■ **Aufgabe A**
Stimmen die folgenden Aussagen mit dem Text zum Baugutachten unten überein? Beantworte jede mit Ja oder Nein und zitiere die entscheidenden Worte des Textes wörtlich.
(i) Das Bauunternehmen B setzt für die verschiedenen Gewerke Subunternehmer ein.
(ii) Die Baumängel werden von einem Subunternehmer verschwiegen.
(iii) Das Bauunternehmen B räumt die Baumängel ein.
■ **Aufgabe B**
Was sollte der Bauherr laut dem Text zum Baugutachten unten tun, wenn Baumängel auftreten oder vermutet werden?

■ **Vorliegender Text**
• • • • • • •
In diesem Beitrag möchten wir den Fokus einmal auf ein konkretes Thema im Zusammenhang mit Mängeln am Bauvorhaben werfen: Das Baugutachten.
Das Baugutachten nährt seine Bedeutung vor allem bei der Bestimmung von Baumängeln und Schäden am Gebäude und spielt eine entscheidende Rolle bei der Rechtsprechung. Vor allem die Auftraggeber, also die Bauherren, profitieren zumeist von der Heranziehung eines Baugutachtens. Die Bauherren haben gemäß dem unterzeichneten Bauvertrag einen Anspruch auf eine vertragsgemäße Errichtung der gewünschten Immobilie in fehlerfreier Ausführung entsprechend der aktuell gültigen Richtlinien und technischen Bestimmungen, die für den Neubau von Immobilien bestehen. (VOB/B bzw. BGB – DIN-Normen, Stand von Wissenschaft und Technik, etc…)
Ein konkretes Beispiel aus unserer Beratungspraxis
Familie A beauftragt das Bauunternehmen B mit der Errichtung eines Einfamilienhauses. Das Bauunternehmen B bedient sich Subunternehmern für die unterschiedlichen Gewerke. Während der Bauphase kommt es zu Verzögerungen, da Baumängel offensichtlich werden, auf die nachfolgende Gewerke nicht aufbauen können. Die Baumängel werden von einem Subunternehmer erkannt und offen kommuniziert. Dieser verweigert aufgrund der Mängel durch Vorgewerke die Aufnahme seiner eigenen Folgetätigkeit.
Familie A stellt neben den vorhandenen Baumängeln fest, dass nun vertraglich vereinbarte Zwischenfristen nicht eingehalten werden und verweigert folglich die Zahlung von den jeweiligen Abschlägen an das Bauunternehmen B.
Das Bauunternehmen B verlangt hingegen die Zahlung der offenen Abschlagssumme, Familie A verlangt wiederum die fachgerechte Beseitigung der Baumängel unter Fristsetzung. Das Bauunternehmen B bestreitet das Vorhandensein von Baumängeln…
Hierbei wird schnell klar, dass eine komplexe Kette von Zusammenhängen und Folgen entsteht, ebenso wie unterschiedliche Schuldverhältnisse und wechselseitige Ansprüche. Diese wollen wir nun außer Acht lassen, da dieser Beitrag über die Ufer unseres Themas treten würde.
Zurück zum Kern unseres Lupenspots: Die Baumängel und das Baugutachten.
Treten Baumängel am Gewerk auf oder besteht die Vermutung, dass Baumängel bestehen, sollte der Bauherr immer direkt handeln.
• • • • • • •
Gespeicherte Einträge
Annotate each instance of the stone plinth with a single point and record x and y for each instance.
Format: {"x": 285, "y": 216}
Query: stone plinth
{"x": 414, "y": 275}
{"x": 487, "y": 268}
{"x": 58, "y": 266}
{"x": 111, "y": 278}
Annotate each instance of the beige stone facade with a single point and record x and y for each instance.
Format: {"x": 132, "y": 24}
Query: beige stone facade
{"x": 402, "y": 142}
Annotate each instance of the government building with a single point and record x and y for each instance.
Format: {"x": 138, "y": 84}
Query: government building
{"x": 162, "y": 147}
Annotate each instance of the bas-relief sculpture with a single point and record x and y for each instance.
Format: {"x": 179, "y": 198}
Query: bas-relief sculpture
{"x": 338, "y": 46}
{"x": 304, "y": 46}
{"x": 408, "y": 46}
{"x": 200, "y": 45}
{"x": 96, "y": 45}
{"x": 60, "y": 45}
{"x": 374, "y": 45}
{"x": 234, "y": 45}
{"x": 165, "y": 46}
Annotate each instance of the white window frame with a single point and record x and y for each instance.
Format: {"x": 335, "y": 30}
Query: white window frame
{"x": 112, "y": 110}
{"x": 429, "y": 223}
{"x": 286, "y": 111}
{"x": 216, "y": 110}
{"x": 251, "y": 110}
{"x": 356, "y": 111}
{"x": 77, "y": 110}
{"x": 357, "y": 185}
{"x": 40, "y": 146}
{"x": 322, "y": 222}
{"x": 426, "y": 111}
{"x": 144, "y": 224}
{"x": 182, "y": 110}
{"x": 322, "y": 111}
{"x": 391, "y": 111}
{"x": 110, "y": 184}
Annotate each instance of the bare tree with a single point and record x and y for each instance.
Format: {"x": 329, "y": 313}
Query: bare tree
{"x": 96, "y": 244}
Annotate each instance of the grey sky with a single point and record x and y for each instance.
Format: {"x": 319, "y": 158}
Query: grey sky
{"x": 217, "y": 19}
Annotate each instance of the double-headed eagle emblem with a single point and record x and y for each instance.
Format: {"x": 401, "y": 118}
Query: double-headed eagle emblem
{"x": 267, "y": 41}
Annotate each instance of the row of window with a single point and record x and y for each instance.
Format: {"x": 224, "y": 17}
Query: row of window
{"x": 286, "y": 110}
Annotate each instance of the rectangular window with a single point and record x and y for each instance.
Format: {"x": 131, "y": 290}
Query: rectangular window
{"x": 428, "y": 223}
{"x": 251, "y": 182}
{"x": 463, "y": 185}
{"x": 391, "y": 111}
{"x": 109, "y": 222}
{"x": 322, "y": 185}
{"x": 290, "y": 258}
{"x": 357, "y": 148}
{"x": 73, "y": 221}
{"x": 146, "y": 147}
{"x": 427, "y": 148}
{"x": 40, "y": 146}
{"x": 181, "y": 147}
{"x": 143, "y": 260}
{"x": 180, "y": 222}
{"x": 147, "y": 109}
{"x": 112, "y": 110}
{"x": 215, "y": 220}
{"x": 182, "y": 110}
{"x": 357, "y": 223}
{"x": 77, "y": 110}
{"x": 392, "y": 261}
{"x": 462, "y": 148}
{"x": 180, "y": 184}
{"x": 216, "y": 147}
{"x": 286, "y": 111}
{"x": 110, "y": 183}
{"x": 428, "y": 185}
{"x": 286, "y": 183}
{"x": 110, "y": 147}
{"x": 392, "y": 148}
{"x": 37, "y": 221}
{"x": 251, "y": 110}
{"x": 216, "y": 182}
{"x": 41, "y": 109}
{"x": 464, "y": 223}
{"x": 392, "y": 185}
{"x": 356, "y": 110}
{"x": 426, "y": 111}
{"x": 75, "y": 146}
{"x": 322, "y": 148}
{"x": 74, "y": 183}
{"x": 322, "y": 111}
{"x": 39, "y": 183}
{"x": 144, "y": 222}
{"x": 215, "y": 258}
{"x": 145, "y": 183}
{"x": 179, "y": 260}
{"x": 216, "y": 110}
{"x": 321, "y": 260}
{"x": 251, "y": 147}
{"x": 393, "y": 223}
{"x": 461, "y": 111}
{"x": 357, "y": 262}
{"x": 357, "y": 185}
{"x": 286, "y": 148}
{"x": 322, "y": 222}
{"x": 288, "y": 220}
• • • • • • •
■ **Antwort A**
(i) Ja: „Das Bauunternehmen B bedient sich Subunternehmern für die unterschiedlichen Gewerke.“
(ii) Nein: „Die Baumängel werden von einem Subunternehmer erkannt und offen kommuniziert.“
(iii) Nein: „Das Bauunternehmen B bestreitet das Vorhandensein von Baumängeln“

■ **Antwort B**
Er sollte immer direkt handeln.